* Start DATA IN THIS EXERCISE *

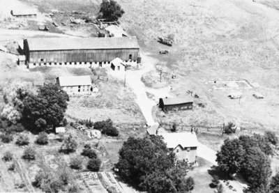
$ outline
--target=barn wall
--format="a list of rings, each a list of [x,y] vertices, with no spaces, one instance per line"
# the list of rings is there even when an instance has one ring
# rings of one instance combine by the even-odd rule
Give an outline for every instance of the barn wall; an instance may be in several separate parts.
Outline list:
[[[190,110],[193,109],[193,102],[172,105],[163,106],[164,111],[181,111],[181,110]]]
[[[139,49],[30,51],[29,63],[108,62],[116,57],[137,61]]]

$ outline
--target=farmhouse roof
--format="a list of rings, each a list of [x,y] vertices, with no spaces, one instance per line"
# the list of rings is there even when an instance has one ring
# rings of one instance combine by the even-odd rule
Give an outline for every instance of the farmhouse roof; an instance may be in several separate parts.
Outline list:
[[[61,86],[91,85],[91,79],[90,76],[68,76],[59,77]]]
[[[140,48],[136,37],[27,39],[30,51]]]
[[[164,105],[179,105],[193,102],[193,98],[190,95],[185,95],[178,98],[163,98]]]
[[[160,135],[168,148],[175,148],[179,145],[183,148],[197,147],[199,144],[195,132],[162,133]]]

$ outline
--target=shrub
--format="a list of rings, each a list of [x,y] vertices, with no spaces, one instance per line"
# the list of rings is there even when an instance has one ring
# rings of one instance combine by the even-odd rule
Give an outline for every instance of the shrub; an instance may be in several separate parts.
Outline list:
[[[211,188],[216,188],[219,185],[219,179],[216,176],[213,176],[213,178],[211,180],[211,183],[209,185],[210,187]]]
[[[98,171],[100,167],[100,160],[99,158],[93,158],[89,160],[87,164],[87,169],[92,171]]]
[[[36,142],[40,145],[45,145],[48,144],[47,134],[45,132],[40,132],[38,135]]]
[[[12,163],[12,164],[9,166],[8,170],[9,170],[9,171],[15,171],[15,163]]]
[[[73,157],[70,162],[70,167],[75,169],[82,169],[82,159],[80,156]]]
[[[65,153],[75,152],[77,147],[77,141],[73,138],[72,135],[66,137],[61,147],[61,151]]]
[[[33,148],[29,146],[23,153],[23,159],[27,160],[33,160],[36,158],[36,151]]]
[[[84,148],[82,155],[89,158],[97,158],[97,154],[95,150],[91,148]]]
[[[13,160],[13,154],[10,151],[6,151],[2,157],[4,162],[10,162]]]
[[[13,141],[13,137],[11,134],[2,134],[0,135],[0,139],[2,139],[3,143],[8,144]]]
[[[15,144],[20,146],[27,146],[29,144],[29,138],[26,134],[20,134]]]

* End DATA IN THIS EXERCISE *
* Start DATA IN THIS EXERCISE *

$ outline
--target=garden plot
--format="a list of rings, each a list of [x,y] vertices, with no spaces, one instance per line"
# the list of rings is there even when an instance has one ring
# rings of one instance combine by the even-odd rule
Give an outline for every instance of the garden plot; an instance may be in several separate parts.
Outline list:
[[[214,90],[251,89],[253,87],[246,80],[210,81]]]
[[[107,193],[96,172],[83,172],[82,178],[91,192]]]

* End DATA IN THIS EXERCISE *

GOAL OF THE EXERCISE → Please return every line of the material above that contains the string "roof". Case counts, so only exact-case matches qualify.

EXERCISE SOLUTION →
--target=farmhouse roof
Give an outline for every instance of the farmhouse roof; an instance may be in several separate parts.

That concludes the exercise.